- INSTRUCTIONS TO FOLLOW -
Copy the entries below verbatim, from the first line through the line that contains "point(563, 543)", including that line.

- DATA PROVIDED -
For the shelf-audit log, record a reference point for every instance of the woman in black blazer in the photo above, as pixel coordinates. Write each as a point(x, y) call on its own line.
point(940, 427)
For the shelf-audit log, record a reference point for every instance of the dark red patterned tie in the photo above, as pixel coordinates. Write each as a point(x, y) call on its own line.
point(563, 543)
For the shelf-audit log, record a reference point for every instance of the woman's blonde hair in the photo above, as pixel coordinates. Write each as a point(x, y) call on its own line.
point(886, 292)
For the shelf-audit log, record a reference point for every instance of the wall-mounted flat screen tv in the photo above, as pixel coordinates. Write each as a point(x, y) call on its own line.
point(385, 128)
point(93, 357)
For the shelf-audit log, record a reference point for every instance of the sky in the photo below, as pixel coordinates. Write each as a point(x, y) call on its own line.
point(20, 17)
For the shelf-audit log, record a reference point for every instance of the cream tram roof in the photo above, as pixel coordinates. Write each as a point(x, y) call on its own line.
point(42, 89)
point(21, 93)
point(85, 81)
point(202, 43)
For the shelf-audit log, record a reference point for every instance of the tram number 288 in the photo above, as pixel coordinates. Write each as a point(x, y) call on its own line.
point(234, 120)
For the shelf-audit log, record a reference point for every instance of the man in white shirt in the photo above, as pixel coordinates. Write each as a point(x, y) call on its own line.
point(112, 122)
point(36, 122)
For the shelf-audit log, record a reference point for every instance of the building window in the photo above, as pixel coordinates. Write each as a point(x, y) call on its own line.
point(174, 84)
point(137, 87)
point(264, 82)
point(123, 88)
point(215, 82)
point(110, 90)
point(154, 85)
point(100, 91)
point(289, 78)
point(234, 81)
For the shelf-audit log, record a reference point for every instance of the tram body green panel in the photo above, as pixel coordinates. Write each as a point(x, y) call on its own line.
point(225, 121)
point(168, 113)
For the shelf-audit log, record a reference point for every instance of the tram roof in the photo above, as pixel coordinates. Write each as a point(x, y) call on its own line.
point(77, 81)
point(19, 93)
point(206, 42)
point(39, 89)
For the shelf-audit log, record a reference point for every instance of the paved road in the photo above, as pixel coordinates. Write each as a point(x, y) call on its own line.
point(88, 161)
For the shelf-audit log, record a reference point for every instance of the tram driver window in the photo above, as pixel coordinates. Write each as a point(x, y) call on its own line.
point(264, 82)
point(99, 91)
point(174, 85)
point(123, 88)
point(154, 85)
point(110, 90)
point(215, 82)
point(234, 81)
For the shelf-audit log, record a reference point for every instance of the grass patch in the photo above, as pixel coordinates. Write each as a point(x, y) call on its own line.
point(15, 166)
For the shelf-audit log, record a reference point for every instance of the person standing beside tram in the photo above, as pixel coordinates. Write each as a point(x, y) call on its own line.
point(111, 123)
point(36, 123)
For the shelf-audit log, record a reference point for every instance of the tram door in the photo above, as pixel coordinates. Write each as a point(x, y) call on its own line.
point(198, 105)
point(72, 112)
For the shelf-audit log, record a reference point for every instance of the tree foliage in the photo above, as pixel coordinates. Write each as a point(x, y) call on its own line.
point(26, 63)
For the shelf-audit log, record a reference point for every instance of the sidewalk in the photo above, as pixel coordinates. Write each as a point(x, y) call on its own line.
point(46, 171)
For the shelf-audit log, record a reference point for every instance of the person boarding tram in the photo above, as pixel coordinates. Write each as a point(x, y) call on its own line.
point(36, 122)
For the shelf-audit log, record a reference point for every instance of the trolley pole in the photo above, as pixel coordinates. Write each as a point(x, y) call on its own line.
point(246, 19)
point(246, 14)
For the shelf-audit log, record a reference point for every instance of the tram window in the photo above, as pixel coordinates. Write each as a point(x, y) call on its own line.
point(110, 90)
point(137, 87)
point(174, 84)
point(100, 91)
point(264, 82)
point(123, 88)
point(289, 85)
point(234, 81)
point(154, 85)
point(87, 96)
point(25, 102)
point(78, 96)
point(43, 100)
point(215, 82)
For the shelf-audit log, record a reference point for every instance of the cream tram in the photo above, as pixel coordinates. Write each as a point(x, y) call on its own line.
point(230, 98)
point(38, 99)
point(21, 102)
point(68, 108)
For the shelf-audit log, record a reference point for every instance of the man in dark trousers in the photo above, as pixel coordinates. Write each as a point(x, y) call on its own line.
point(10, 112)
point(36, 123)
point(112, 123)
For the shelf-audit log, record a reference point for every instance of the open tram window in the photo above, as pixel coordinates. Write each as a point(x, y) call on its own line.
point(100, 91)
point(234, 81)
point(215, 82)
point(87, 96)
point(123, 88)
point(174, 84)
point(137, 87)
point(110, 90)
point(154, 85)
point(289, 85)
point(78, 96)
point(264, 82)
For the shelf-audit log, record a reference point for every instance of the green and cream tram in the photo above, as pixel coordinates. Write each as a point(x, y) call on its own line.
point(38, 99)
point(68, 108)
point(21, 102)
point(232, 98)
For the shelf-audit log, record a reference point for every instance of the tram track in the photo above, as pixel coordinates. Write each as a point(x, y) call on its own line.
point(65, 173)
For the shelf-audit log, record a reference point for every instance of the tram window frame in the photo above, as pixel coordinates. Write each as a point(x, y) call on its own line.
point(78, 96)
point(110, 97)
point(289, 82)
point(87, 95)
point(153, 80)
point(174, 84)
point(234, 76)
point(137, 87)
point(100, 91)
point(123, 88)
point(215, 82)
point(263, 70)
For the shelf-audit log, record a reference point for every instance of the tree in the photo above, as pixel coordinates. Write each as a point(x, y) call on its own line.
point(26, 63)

- SOLUTION BELOW -
For the shelf-audit log, record a reference point for every instance of the woman in black blazer in the photo above, as pixel coordinates. Write each as a point(x, y) call on its own line.
point(940, 427)
For the shelf-audit log, record a reference point for every instance of the dark red patterned tie in the photo above, as pixel coordinates. Write each as a point(x, y) call on its own line.
point(563, 543)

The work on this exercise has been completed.